It has since emerged that, following the interjection of some WIPO member states – including the United States and South Korea – two independent parties looked at the matters raised by Pooley and concluded that they merited formal investigation. Although it is thought that this process did get underway, its current status is not clear. Speaking to IAM, Pooley said he believed that it may have stalled. “It seems as if the investigation has been interrupted and that the US and several other countries are seeking to get it restarted, as well as to ensure that it is conducted properly and fully independently,” he stated.

Although both he and Gurry are well-known figures in the global IP community, Pooley said he did not feel that there were any conflicts of loyalty among their many mutual acquaintances: “People are properly focused on the facts and the need to verify what happened so that the [WIPO] member states can decide what, if anything, to do. This is about governance and transparency of process; it’s not about personalities.”

It is imperative, he continued, that the investigation be allowed to run its course. “It’s not terribly complicated: experienced, independent professionals have to be given the tools to look into this and to reach their conclusions. That means giving them full access to all relevant documents and enabling them to talk to witnesses who are fully protected from possible retaliatory action and so able to talk freely and frankly.”

Information shown:
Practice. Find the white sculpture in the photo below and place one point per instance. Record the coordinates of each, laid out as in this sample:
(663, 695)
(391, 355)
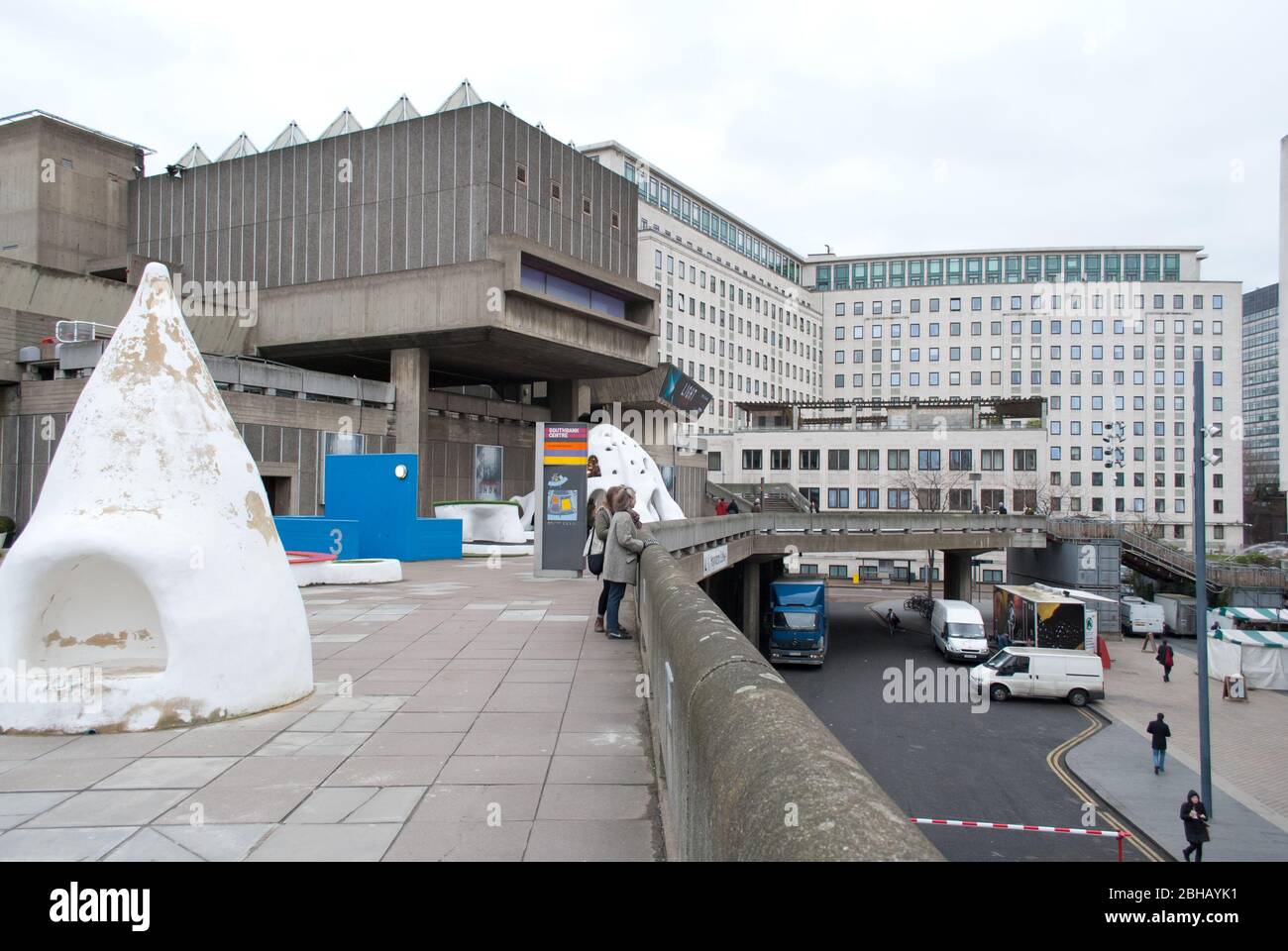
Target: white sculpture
(622, 462)
(150, 587)
(485, 521)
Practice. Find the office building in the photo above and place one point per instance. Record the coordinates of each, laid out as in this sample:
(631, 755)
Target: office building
(1109, 337)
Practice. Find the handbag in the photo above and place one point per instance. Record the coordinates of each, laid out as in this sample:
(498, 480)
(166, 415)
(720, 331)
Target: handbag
(593, 558)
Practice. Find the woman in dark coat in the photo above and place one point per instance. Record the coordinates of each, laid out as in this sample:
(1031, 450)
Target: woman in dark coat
(1194, 816)
(601, 514)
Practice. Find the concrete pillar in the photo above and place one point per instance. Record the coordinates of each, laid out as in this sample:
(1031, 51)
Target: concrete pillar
(408, 371)
(751, 602)
(570, 399)
(957, 575)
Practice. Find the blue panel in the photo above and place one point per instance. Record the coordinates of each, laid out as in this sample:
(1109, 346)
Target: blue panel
(366, 488)
(342, 538)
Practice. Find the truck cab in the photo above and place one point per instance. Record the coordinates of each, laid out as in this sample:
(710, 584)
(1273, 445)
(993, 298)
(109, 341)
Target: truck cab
(798, 622)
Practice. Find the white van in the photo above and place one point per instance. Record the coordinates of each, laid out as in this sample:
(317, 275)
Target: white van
(1039, 672)
(1140, 616)
(957, 630)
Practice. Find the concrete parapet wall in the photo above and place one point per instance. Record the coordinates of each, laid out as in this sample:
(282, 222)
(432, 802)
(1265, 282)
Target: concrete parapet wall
(750, 772)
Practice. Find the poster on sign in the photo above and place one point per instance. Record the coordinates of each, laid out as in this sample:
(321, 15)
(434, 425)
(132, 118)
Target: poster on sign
(561, 527)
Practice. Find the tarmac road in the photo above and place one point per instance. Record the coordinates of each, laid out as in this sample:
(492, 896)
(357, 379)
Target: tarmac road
(939, 759)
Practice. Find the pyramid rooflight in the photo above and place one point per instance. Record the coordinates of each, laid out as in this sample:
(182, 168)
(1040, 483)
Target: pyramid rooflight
(399, 112)
(193, 158)
(462, 97)
(241, 147)
(290, 136)
(343, 124)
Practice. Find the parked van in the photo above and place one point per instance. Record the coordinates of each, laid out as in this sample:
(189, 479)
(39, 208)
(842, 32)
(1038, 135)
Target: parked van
(1039, 672)
(1140, 617)
(957, 629)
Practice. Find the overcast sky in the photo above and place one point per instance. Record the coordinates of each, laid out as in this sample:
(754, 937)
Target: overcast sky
(872, 128)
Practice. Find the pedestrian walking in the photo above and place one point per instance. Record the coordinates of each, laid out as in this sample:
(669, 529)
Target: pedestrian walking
(1167, 658)
(600, 517)
(621, 558)
(1194, 816)
(1158, 732)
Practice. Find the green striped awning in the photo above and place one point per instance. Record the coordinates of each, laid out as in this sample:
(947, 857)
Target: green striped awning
(1273, 615)
(1252, 638)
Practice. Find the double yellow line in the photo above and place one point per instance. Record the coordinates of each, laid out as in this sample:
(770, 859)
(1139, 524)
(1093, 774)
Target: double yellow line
(1094, 727)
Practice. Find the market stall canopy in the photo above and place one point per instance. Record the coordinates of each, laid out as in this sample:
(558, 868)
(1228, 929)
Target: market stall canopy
(1271, 615)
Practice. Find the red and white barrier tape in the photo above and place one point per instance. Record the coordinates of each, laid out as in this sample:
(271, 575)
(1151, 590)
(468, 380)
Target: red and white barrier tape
(1018, 826)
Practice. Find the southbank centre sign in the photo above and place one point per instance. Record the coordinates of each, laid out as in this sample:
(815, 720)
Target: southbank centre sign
(561, 522)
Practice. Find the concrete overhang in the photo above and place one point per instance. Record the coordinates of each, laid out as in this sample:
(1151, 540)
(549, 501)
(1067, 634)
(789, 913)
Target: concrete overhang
(774, 535)
(478, 320)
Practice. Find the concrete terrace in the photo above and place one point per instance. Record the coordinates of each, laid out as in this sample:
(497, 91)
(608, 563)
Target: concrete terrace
(465, 713)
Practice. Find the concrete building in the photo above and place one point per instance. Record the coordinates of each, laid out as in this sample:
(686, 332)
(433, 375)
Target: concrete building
(934, 455)
(1283, 276)
(64, 201)
(1108, 337)
(454, 277)
(429, 285)
(733, 313)
(1261, 389)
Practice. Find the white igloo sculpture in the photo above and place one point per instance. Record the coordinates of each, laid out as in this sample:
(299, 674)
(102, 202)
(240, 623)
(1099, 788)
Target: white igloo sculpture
(622, 462)
(150, 587)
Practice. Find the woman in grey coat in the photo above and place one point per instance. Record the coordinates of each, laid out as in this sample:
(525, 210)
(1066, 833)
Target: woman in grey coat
(621, 558)
(596, 545)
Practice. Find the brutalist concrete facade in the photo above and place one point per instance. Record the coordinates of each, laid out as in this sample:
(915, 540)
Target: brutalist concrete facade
(419, 193)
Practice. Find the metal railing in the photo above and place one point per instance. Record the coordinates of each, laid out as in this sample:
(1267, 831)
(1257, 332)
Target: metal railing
(1179, 562)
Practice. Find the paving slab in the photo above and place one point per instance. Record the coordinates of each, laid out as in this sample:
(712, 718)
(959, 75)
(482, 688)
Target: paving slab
(450, 722)
(327, 843)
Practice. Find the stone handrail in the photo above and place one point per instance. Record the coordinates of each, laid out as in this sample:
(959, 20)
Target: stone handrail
(750, 772)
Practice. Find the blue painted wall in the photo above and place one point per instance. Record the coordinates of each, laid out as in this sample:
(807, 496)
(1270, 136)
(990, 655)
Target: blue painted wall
(338, 536)
(375, 513)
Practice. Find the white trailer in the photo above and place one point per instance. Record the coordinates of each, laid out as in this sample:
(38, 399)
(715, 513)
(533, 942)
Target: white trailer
(1177, 615)
(1140, 617)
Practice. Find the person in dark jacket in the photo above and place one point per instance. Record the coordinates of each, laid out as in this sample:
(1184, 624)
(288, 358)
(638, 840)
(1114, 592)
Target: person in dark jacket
(621, 558)
(1194, 816)
(1167, 659)
(1158, 732)
(601, 515)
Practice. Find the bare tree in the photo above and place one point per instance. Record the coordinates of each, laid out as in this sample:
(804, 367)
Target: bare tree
(931, 488)
(1037, 491)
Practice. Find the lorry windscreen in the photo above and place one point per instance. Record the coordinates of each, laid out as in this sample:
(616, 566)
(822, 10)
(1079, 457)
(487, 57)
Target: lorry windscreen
(794, 620)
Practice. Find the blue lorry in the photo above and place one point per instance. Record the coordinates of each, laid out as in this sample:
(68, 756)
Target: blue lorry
(798, 622)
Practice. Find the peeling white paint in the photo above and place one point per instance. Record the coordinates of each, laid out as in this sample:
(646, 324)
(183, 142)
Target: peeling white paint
(153, 556)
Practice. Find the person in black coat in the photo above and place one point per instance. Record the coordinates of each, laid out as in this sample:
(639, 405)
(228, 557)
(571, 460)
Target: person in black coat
(1158, 732)
(1167, 658)
(1194, 816)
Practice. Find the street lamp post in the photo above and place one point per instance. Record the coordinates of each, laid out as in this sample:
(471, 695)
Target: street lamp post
(1116, 461)
(1202, 461)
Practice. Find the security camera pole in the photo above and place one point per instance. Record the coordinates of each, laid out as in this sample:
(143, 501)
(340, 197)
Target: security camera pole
(1201, 583)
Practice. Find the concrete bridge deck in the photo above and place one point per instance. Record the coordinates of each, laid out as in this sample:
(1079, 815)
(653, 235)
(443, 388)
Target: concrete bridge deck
(774, 535)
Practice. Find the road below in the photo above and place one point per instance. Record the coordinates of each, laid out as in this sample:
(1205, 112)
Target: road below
(939, 759)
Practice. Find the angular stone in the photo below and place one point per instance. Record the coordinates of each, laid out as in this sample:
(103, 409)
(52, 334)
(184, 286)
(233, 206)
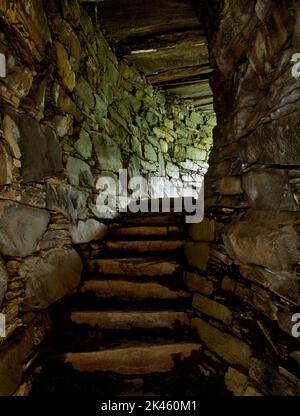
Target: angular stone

Your tasks:
A: According to Pooley in the passage on the WIPO investigation, what is the matter about, if not personalities?
B: List every proper name that appears in the passage on the WIPO investigation, whether of a person, a country, an organization, or a publication.

Results of the exercise:
A: It is about governance and transparency of process.

B: WIPO, the United States (also written "US"), South Korea, Pooley, IAM, Gurry